La «chiarezza» di Daumal
Annotava Jules Renard nel suo diario, in data 19 aprile 1899, con un tono diviso tra invidia e speranza:
«Scrivere delle cose che i bambini copierebbero nei loro quaderni! Questo vuol dire essere un classico.»
Questa frase, apparentemente semplice, diventa complessa quando se ne approfondiscano le implicazioni. Il bambino infatti è un lettore parziale e di un testo coglie solo alcuni significati, mentre gliene sfuggono altri che da adulto afferrerebbe. Ora poiché Renard non scriveva per i bambini né scriveva per essere inteso solo parzialmente, dalla sua frase si può dedurre questa conclusione: il testo è una stratificazione di significati, di cui quello superficiale deve essere comunque intelligibile.
In una lettera agli amici André e Cassilda, del 29 novembre 1938 (ancora inedita e che devo alla cortesia di Bianca Candian), Daumal torna in modi analoghi sull’età del lettore. È vero che la innalza ai quindici-diciotto anni, ma la differenza non è essenziale. Essenziale è invece l’affinità della funzione, che è di una verifica particolare del testo.
Scrive Daumal, annunciando la pubblicazione della sua opera narrativa più importante:
«Si chiama Monte Analogo […] Conterrà delle sostanziali digressioni scientifiche, psicologiche, metafisiche (e pata-), linguistiche, retoriche, etiche, mitologiche, ma vorrei che un lettore dai quindici ai diciotto anni potesse, saltandole a suo piacimento, leggere il tutto come un romanzo d’avventure.»

OBIETTIVO: Nell'estratto su Daumal, quale età del lettore indica Daumal per leggere Monte Analogo come un romanzo d'avventure? Per rispondere basati soltanto sull'estratto.

DATI GREZZI:
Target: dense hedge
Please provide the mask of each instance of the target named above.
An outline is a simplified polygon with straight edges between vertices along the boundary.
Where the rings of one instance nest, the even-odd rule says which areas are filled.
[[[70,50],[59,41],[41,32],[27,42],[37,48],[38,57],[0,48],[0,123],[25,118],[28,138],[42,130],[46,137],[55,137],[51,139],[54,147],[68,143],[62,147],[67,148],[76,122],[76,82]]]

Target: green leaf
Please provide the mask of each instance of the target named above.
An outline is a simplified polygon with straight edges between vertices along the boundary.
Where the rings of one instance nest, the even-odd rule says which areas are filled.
...
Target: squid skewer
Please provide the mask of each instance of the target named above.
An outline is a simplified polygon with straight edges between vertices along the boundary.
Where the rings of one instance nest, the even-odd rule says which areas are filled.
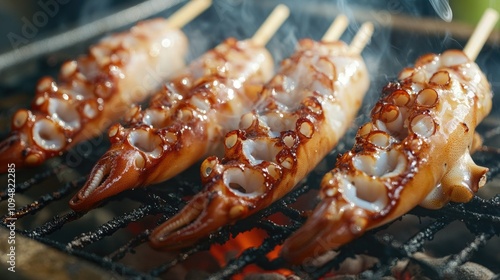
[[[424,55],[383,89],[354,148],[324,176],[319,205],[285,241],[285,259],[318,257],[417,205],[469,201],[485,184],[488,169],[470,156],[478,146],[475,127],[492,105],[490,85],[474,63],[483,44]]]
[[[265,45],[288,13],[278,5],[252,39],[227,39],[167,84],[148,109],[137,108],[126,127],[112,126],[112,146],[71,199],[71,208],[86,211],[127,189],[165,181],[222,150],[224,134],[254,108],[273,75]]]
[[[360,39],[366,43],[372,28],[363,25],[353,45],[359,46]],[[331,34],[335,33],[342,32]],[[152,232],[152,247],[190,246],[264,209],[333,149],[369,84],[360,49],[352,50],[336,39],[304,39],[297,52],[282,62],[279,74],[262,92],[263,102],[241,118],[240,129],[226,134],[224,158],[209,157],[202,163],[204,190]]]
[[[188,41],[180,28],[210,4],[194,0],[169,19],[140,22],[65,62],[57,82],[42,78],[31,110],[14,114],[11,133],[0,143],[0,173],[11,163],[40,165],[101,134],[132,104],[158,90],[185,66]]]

PROBLEMA RISOLTO: Dai quindici ai diciotto anni.